[Location identification items]
/---
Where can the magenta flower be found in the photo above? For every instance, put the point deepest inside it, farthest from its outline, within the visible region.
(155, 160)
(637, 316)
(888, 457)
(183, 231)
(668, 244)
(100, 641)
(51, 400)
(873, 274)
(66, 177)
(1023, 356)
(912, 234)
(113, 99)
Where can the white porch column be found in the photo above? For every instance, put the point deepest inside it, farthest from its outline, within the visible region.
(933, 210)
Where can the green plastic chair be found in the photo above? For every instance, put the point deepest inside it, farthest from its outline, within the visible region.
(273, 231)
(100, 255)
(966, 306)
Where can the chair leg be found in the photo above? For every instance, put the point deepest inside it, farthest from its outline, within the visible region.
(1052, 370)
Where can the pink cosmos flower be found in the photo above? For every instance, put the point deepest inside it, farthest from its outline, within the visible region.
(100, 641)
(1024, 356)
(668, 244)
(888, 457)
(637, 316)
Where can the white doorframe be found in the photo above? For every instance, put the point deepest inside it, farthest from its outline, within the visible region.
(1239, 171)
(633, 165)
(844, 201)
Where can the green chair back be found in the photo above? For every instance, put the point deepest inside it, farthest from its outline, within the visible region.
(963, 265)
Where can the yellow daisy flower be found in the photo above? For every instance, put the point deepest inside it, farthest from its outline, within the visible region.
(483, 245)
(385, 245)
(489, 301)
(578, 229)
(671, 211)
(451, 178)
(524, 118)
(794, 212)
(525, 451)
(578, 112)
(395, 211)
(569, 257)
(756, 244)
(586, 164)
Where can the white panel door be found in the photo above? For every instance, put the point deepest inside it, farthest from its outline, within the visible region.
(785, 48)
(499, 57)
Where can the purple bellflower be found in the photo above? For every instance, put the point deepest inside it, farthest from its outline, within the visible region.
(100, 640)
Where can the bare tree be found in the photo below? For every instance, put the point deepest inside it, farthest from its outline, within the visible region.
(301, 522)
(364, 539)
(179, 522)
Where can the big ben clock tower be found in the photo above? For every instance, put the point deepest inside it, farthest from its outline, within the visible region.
\---
(YOUR TASK) Please rewrite the records above, changing every "visible region" to "visible area" and leaving everything else unchanged.

(CORRECT RESULT)
Where can the magenta flower be found in the photo above? For every instance, put the point deepest inside it, farthest from its outline, within the visible area.
(155, 160)
(637, 316)
(888, 457)
(183, 231)
(668, 244)
(100, 641)
(51, 400)
(873, 274)
(66, 177)
(1023, 356)
(912, 234)
(113, 99)
Where can the white porch column be found in the photo above? For every instance, put the point deepest inside it, farthest from its outline, within the visible area.
(933, 210)
Where can the green plastic chair be found in the photo above? For every instance, put the point deepest inside it, farthest from its outline, within the visible area.
(273, 231)
(100, 255)
(966, 306)
Where can the chair leg be found in the photo above? For every instance, put the point deepest inside it, farthest from its outline, within the visible area.
(1052, 370)
Where can the pink cosmos flower be found in the photo above? For every instance, put the point deepest inside it, farthest from its outline, within the visible area.
(100, 641)
(1024, 356)
(668, 244)
(888, 457)
(637, 316)
Where can the white doorframe be found in the photo above? For every instance, put the point deepest inside it, farthest from its outline, within the visible area.
(1239, 171)
(633, 165)
(844, 201)
Where can the green chair back be found in the photo above? For every instance, put the point deepest inside it, farthest from its outline, within the visible area.
(963, 265)
Where can the yellow daisy flower be found in the photo above? For every instance, put the point deepest inside it, farthest from its outline, within the visible area.
(483, 245)
(385, 245)
(489, 301)
(578, 229)
(671, 211)
(451, 178)
(524, 118)
(794, 212)
(525, 451)
(578, 112)
(395, 211)
(569, 257)
(756, 244)
(586, 164)
Where can the white panel door be found in the photo above? For every instance, put the point deepest inside it, farthest from its outline, within the visible area.
(785, 48)
(499, 57)
Where can the purple bellflower be found in the photo above? For every instance, put the point deepest inside it, farthest from its outline, within the visible area.
(100, 640)
Where can the bare tree be found in the photo below? For every instance, put the point deepest inside it, farthest from its outline, within the visible area.
(301, 522)
(364, 539)
(179, 522)
Where can the big ben clock tower be found in the photo above? For every instance, put the point deepest inside it, farthest from its outline, within the visible area.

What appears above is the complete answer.